## What you should do
Copy the lines below word for word, starting at the line that contains "decoration, that would help a great deal." and continuing through the end of the records.

Entries from a collection:
───
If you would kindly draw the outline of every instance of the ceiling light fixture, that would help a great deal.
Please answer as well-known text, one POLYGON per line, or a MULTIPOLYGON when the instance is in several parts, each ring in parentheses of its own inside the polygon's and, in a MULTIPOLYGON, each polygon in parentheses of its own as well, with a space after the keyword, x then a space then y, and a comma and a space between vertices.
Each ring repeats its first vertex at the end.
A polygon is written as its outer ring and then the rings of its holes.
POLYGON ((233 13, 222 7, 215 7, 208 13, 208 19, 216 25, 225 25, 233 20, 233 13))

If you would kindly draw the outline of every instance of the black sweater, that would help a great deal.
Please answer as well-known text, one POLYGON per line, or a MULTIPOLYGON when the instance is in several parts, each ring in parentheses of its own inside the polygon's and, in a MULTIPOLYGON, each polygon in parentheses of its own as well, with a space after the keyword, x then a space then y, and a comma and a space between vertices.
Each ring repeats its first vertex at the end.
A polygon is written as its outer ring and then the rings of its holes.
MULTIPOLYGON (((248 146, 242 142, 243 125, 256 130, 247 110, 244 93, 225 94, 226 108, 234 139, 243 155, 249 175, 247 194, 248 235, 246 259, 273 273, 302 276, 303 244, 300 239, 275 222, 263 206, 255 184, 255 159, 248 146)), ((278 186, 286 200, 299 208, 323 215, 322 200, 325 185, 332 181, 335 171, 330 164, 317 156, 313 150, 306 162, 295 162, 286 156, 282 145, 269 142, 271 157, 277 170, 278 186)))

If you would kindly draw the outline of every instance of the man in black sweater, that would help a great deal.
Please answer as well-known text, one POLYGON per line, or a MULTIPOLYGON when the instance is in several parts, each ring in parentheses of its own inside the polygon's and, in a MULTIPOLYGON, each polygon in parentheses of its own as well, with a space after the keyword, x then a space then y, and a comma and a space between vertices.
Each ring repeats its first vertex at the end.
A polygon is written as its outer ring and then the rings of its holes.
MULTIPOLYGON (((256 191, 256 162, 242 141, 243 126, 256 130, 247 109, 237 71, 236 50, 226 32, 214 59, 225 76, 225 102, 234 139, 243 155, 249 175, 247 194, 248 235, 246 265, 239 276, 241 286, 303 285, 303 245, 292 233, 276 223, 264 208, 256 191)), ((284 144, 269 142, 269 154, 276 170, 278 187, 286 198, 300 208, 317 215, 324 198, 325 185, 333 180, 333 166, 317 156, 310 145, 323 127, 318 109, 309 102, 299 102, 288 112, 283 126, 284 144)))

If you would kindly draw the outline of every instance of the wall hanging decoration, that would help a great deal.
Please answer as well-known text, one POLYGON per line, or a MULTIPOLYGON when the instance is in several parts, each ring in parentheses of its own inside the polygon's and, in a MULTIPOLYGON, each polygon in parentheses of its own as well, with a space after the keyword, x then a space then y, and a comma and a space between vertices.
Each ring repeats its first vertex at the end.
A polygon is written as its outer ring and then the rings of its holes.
───
## Task answer
If you would kindly draw the outline of every instance of the wall hanging decoration, that would help a great deal.
Please answer as well-known text, one POLYGON per line, or a MULTIPOLYGON when the instance is in several parts, each ring in parentheses of its own inside the polygon's and, in a MULTIPOLYGON, each polygon in parentheses of its own as well, with a space after the keyword, x then a space then y, and a comma and a space between vertices.
Each ring repeats its first vertex at the end.
A polygon is written as its outer ring and then the rings of its holes.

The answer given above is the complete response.